**WHAT YOU HAVE TO DO:** Return exactly the lines below, starting with the one that has "Would you point out the man's nose" and going on through the one that has "Would you point out the stubble".

-------- SUPPLIED DATA

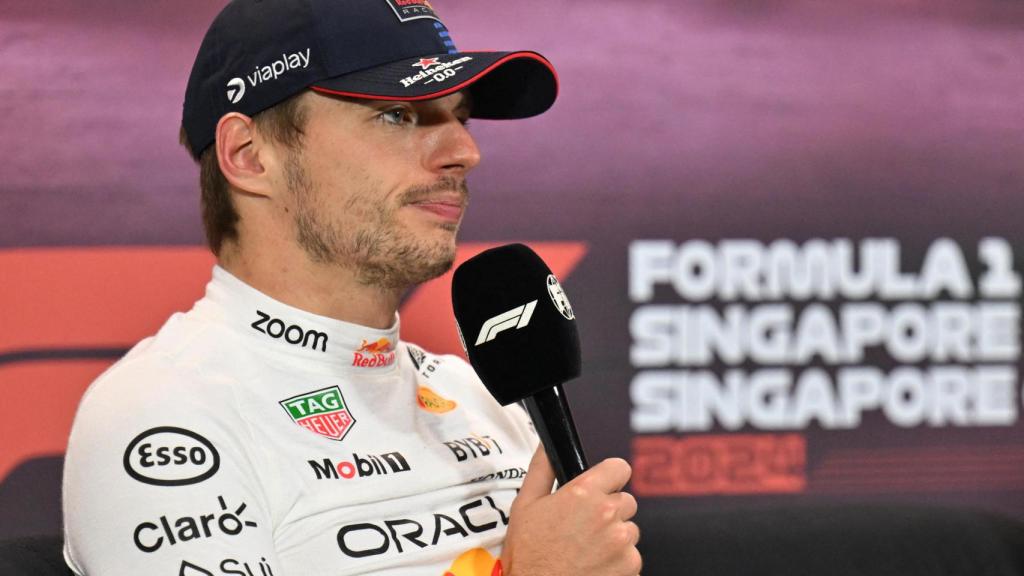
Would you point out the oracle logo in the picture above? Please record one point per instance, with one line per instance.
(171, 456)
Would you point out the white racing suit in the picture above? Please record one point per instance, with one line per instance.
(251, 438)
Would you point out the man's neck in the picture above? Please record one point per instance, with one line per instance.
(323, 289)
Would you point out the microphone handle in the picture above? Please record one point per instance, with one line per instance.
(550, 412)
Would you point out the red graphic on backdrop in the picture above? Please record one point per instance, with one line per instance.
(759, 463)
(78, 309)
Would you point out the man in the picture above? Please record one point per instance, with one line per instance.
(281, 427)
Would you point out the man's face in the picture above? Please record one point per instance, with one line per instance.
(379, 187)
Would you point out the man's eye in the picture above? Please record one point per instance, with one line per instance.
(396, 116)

----------------
-------- SUPPLIED DATA

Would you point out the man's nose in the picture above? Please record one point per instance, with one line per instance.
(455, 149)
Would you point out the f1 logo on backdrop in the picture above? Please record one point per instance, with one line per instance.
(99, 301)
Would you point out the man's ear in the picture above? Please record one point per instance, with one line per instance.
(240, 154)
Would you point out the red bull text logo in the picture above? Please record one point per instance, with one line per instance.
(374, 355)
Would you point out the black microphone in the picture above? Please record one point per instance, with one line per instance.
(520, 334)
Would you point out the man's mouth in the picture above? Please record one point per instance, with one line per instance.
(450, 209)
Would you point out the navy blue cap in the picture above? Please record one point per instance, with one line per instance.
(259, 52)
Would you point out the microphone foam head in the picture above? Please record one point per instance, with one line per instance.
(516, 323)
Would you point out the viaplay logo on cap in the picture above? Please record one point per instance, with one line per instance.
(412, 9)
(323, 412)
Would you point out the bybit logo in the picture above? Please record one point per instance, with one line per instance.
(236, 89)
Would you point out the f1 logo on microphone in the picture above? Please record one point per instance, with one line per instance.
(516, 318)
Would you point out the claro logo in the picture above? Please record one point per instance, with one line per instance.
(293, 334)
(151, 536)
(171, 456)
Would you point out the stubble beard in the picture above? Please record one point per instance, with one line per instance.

----------------

**WORKED SOLUTION:**
Would you point out the man's nose in the picture above? Please record one point per instance, with one line per instance.
(455, 149)
Would you point out the f1 logo on backdrop in the picture above? Please record one point per instance, with one line per instance.
(99, 301)
Would you point out the man's ear in the picture above? Please record one point per instance, with one line per instance.
(240, 154)
Would you point out the red bull text logo in the picture above? Please record one point per instance, with one line per instance.
(374, 355)
Would you point out the black microphone in the picture above? Please record one point per instance, with one line per instance.
(520, 334)
Would you point out the man's mouth in the picture above? Please record one point per instance, with one line per instance.
(450, 209)
Would you point out the navy blue cap in the picture above? Please record one point per instance, with one line per instance.
(259, 52)
Would you point out the microphone foam head in the picture above? Please record one point per instance, with one line per instance.
(516, 323)
Would you point out the viaplay logo on cap in the picture above? Please record one point per instance, with one line per instance.
(412, 9)
(323, 412)
Would you point out the bybit logo in the picture above? Please record one point per instance, with one line per instance.
(236, 89)
Would you point out the f1 logo on microphone in the picture above? Please record one point per instance, with one line per instance.
(516, 318)
Would you point out the claro logo in the picture above? Please record one point per instance, with one line per instance.
(293, 334)
(151, 536)
(171, 456)
Would you point out the stubble beard in the picture above? Please record one point per instance, with one line per instance.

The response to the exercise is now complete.